● **What to work on**
Repeat exactly each line of the data provided below.

** start of Provided material **

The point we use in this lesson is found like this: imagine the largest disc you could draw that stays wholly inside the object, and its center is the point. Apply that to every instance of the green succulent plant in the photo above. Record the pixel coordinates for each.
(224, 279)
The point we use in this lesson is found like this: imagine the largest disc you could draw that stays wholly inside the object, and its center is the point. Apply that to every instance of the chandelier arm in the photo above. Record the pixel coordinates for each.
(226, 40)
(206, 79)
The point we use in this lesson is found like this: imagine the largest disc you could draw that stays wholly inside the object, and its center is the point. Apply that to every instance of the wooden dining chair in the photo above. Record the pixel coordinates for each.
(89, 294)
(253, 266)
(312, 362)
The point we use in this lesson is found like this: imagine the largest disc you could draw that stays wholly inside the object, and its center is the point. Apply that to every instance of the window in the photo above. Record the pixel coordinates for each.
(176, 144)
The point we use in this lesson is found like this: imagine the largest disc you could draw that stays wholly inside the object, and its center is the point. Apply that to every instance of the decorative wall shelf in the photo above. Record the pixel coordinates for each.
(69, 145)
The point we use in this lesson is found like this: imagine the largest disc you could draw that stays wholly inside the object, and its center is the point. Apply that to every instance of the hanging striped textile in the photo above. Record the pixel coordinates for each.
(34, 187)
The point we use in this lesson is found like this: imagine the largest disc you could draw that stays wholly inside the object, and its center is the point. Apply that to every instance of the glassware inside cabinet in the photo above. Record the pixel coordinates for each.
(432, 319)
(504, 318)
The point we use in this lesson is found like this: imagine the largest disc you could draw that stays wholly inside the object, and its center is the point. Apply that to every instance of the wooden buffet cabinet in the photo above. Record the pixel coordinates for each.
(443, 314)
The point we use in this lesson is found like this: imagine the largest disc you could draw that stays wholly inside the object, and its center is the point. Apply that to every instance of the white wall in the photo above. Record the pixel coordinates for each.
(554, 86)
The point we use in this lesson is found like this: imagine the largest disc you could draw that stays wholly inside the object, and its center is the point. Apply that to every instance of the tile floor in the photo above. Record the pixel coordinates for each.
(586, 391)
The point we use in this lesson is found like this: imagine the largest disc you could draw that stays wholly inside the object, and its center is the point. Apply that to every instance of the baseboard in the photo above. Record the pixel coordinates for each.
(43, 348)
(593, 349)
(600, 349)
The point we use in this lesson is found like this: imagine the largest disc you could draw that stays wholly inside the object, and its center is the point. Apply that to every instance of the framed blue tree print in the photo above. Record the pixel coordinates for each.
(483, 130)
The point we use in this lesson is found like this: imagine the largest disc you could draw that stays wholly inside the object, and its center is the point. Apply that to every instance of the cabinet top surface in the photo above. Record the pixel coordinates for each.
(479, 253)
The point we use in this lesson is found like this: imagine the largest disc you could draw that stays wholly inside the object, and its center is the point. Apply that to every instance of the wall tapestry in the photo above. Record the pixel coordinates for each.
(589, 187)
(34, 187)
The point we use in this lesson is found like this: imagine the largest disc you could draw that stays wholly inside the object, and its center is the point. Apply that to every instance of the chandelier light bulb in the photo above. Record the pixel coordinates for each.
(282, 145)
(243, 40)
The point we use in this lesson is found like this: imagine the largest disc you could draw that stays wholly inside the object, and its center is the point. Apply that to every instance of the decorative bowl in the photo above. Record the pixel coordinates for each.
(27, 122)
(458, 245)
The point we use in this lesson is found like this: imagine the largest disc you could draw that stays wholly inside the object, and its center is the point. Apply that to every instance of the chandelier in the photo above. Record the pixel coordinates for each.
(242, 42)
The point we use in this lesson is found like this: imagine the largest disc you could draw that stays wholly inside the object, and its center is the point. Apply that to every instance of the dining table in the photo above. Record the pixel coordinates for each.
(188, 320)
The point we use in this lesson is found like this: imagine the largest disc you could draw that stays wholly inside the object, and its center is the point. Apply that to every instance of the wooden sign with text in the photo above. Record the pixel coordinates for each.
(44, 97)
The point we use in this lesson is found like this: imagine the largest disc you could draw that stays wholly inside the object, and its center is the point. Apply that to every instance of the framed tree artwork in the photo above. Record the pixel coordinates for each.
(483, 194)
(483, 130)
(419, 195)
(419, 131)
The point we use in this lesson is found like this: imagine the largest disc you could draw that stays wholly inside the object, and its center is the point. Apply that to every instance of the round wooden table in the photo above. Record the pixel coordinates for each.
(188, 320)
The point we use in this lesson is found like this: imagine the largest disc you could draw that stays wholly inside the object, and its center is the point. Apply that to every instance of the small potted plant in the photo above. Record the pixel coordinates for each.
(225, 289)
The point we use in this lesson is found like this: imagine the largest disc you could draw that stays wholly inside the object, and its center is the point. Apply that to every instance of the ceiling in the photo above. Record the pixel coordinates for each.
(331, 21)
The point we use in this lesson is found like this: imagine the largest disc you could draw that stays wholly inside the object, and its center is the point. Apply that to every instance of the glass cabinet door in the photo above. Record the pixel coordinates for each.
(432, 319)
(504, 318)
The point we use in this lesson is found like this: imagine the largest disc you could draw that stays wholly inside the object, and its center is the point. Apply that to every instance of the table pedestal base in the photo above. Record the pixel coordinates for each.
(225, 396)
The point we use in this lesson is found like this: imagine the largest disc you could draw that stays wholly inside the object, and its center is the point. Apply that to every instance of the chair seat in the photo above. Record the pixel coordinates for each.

** end of Provided material **

● **Task response**
The point we use in this lesson is found like this: imagine the largest disc you could draw that stays wholly inside the object, and its center is the point. Apply that to every instance of the green succulent plant in the photo above. Record the pixel coordinates for each.
(224, 279)
The point we use in this lesson is found like this: imagine the largest disc you could draw that stays wholly inside the object, and its center is the point. Apply that to every instance of the chandelier arm in the photo above. Record the pixel coordinates for each.
(226, 40)
(206, 79)
The point we use in this lesson is found like this: imagine the largest disc you could draw that stays wholly inside the object, and its center is the point. Apply that to every instance of the wooden dining chair in the photo above. Record the pixel coordinates for each.
(89, 294)
(253, 266)
(312, 362)
The point we use in this lesson is found like this: imagine the largest disc you could draw that stays wholly inside the object, and its center is the point. Apply that to every instance of the window in the photo above. Record the pixel coordinates for each.
(176, 144)
The point we use in this lesson is found like this: imagine the largest disc you could draw that stays wholly inside the object, and its center is the point. Apply that to every instance of the decorative wall shelf in the photo above. Record the pixel coordinates for each.
(69, 145)
The point we use in this lesson is found like this: imagine the largest disc you could draw that stays wholly inside the object, and its center is the point. Apply that to every instance of the hanging striped textile in the photo above. Record the pixel coordinates for each.
(34, 187)
The point we use in this lesson is found like this: imagine the largest disc you could draw that stays wholly inside the object, and its center is the point. Apply that to every instance of the glassware inside cabinet in the photo above. Record the pixel coordinates for each.
(432, 319)
(504, 318)
The point we use in this lesson is found like this: imagine the largest disc you could draw that stays wholly inside the object, and its center is the point. Apply that to every instance of the wooden buffet cabinet in the photo above. Record the pixel coordinates for each.
(443, 314)
The point we use in this lesson is found like this: imagine the largest disc you could draw that stays wholly inside the object, and its center is the point. Apply that to every instance of the white wall in the photo above. Record the pixel coordinates for each.
(554, 86)
The point we use in this lesson is found like this: imagine the largest disc you could draw that stays wholly inside the object, and its center is the point. Apply that to every instance of the tile floor in the photo above. Record the pixel coordinates for each.
(586, 391)
The point we use in this lesson is found like this: imagine the largest disc you could draw that stays wholly inside the object, and its center is the point. Apply that to every instance of the baseboard in the photo above. Record the pixel coordinates for each.
(43, 348)
(593, 349)
(600, 349)
The point we use in this lesson is found like this: imagine the largest disc you could draw that stays wholly inside the object, and its center is the point. Apply that to every instance of the framed blue tree print in the photo above. Record the pixel coordinates for each.
(483, 130)
The point we use in this lesson is found like this: imagine the largest disc you could draw that stays wholly inside the object, and its center is the point. Apply that to every instance of the cabinet top surface in the photo above. Record the pixel coordinates for each.
(479, 253)
The point we use in this lesson is found like this: imagine the largest disc you could draw that stays wholly inside the object, and its center is the point. Apply that to every instance of the wall tapestry in the photo above. Record the pixel coordinates for each.
(589, 187)
(34, 187)
The point we use in this lesson is found like this: imagine the largest disc you could draw that stays wholly inside the object, and its center is the point. Apply that to every instance of the chandelier light bulb in the photo above. Record the pixel coordinates for each.
(282, 145)
(243, 40)
The point we use in this lesson is found like this: imagine the largest disc you could draw that stays wholly inside the object, and its center is the point. Apply that to every instance of the decorative bowl in the photo above. Record the pixel coordinates for each.
(27, 122)
(458, 245)
The point we use in this lesson is found like this: imagine the largest disc you could draw that stays wholly inside the object, and its center is the point. Apply that to every instance of the chandelier in the photo above. Record the pixel coordinates for each.
(242, 42)
The point we use in this lesson is found like this: imagine the largest disc you could draw that stays wholly inside the object, and its center is the point. Apply that to every instance of the dining table in the photo above. Record the pixel coordinates for each.
(188, 320)
The point we use in this lesson is found like this: imagine the largest disc you could draw that stays wholly inside the object, and its center is the point. Apply that to every instance of the wooden sign with text in the photo above. Record the pixel coordinates for each.
(44, 97)
The point we use in this lesson is found like this: imagine the largest disc you could draw that stays wholly inside the object, and its center is the point. Apply that to every instance of the framed tree artwork in the photo above. Record the pixel coordinates for each.
(483, 194)
(483, 130)
(419, 195)
(419, 131)
The point we use in this lesson is found like this: imagine the largest disc you could draw that stays wholly inside the object, and its center is the point. Apply that to every instance of the round wooden table in the photo above. Record the pixel coordinates for each.
(188, 320)
The point we use in this lesson is found like this: imagine the largest disc you could draw that stays wholly inside the object, and its center is the point. Apply that to every instance of the small potted plant in the photo above. Record the pixel coordinates for each.
(225, 289)
The point we use in this lesson is found like this: imagine the largest disc you could draw that stays wholly inside the object, and its center is the point. Apply that to every instance of the ceiling in the photo above. Record the pixel coordinates for each.
(331, 21)
The point we use in this lesson is found like this: imagine the largest disc you could draw that stays wholly inside the object, and its center is the point. Apply that to every instance of the glass cabinet door in the photo above. Record the pixel coordinates for each.
(432, 319)
(504, 318)
The point we use in this lesson is found like this: imagine the largest disc you could draw that stays wholly inside the object, and its center is the point. Apply that to every instance of the table pedestal base in the photo above. Record the pixel coordinates for each.
(225, 396)
The point we use in this lesson is found like this: imagine the largest disc you could draw that stays wholly inside the object, and its center is the point. Apply that to every instance of the chair seat in the photo above. Record the pixel coordinates for each.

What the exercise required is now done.